[Coordinate annotation records]
+---+

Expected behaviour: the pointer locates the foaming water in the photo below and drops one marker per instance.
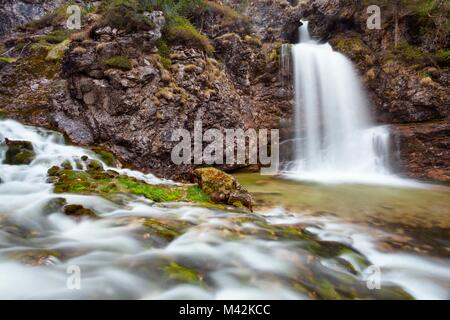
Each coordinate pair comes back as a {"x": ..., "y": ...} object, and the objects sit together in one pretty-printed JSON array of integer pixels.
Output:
[
  {"x": 335, "y": 139},
  {"x": 141, "y": 250}
]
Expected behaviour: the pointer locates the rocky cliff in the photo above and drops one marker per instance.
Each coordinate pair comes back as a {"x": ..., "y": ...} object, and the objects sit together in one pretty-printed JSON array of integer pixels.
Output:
[{"x": 126, "y": 84}]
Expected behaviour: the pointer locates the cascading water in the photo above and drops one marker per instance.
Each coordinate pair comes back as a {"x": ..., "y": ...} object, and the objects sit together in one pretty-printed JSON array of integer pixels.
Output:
[
  {"x": 335, "y": 139},
  {"x": 191, "y": 253}
]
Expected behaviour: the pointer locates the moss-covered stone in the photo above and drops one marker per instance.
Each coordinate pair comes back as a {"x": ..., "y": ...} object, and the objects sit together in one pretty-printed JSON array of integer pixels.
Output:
[
  {"x": 19, "y": 152},
  {"x": 222, "y": 187},
  {"x": 78, "y": 211},
  {"x": 54, "y": 205},
  {"x": 118, "y": 62},
  {"x": 107, "y": 157},
  {"x": 183, "y": 274},
  {"x": 109, "y": 184}
]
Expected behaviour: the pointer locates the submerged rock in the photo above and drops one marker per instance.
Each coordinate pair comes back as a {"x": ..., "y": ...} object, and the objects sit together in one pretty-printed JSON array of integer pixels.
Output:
[
  {"x": 222, "y": 187},
  {"x": 116, "y": 187},
  {"x": 78, "y": 211},
  {"x": 54, "y": 205},
  {"x": 19, "y": 152}
]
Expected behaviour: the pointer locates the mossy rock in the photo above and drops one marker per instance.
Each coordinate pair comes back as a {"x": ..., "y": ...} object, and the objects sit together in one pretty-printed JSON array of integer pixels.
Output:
[
  {"x": 35, "y": 257},
  {"x": 78, "y": 211},
  {"x": 108, "y": 184},
  {"x": 55, "y": 205},
  {"x": 222, "y": 187},
  {"x": 183, "y": 274},
  {"x": 19, "y": 152},
  {"x": 107, "y": 157}
]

+---+

Task instructions. Everything from the line containing "Expected behaviour: the pointer locates the moss-covered" through the last line of the records must be given again exactly; leave out all other lines.

Output for this exercise.
Expected behaviour: the pointer locates the moss-covered stone in the photo above and drops one marker per instance.
Each coordinate pair comes back as a {"x": ..., "y": ...} object, and the objects sit together in one pretty-printed JSON array of integer pixels.
Output:
[
  {"x": 19, "y": 152},
  {"x": 222, "y": 187},
  {"x": 78, "y": 211},
  {"x": 54, "y": 205},
  {"x": 118, "y": 62},
  {"x": 107, "y": 157},
  {"x": 183, "y": 274},
  {"x": 109, "y": 184}
]
Expected behaviour: the pointer locates the submerged rock in the photo above and drops one marker per instance.
Each coordinate pair comes back as a {"x": ..., "y": ...} object, and the objects sit together in one pretty-printed JSON array of integer pixels.
Output:
[
  {"x": 222, "y": 187},
  {"x": 116, "y": 187},
  {"x": 78, "y": 211},
  {"x": 54, "y": 205},
  {"x": 19, "y": 152}
]
Expected behaviour: the pointer locates the mossy rock in the photo above and drops one marker per instance.
Each coordinate pair comes back as a {"x": ..., "y": ...} object, and the objects sit together in one pretty-printed JSON array of integer pixels.
Output:
[
  {"x": 35, "y": 257},
  {"x": 78, "y": 211},
  {"x": 108, "y": 184},
  {"x": 55, "y": 205},
  {"x": 222, "y": 187},
  {"x": 183, "y": 274},
  {"x": 19, "y": 152},
  {"x": 107, "y": 157}
]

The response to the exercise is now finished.